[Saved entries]
——————————

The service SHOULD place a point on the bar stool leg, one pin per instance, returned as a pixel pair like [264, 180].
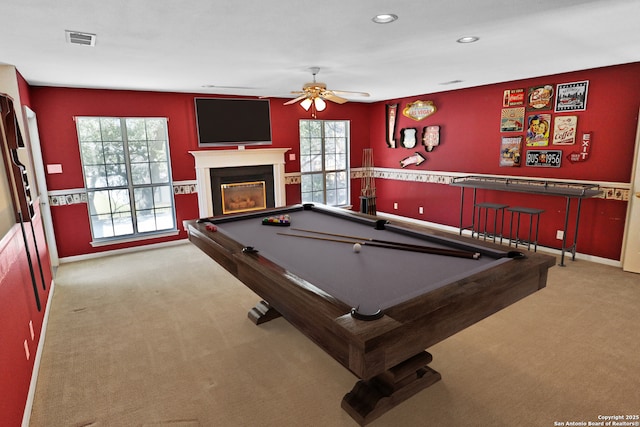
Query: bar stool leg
[495, 224]
[511, 229]
[501, 224]
[535, 246]
[484, 230]
[518, 230]
[530, 226]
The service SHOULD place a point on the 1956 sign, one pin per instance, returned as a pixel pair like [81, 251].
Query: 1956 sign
[544, 158]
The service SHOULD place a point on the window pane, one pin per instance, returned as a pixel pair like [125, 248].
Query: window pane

——————————

Any picture found in the data is to be skipped while the rest is copied exactly.

The service SHOULD place a point on the bar stool leg, one pin per instance, returned as a pixel pair like [264, 180].
Query: bar stool leg
[495, 224]
[511, 229]
[501, 224]
[535, 246]
[484, 230]
[518, 230]
[530, 226]
The service SHOULD place a point on the 1956 sign, one pin per instance, returned as a pixel pair like [81, 251].
Query: 1956 sign
[544, 158]
The service SHOULD place a point on the window pane, one pin per instance, returned as a pixel pair like [125, 248].
Query: window pane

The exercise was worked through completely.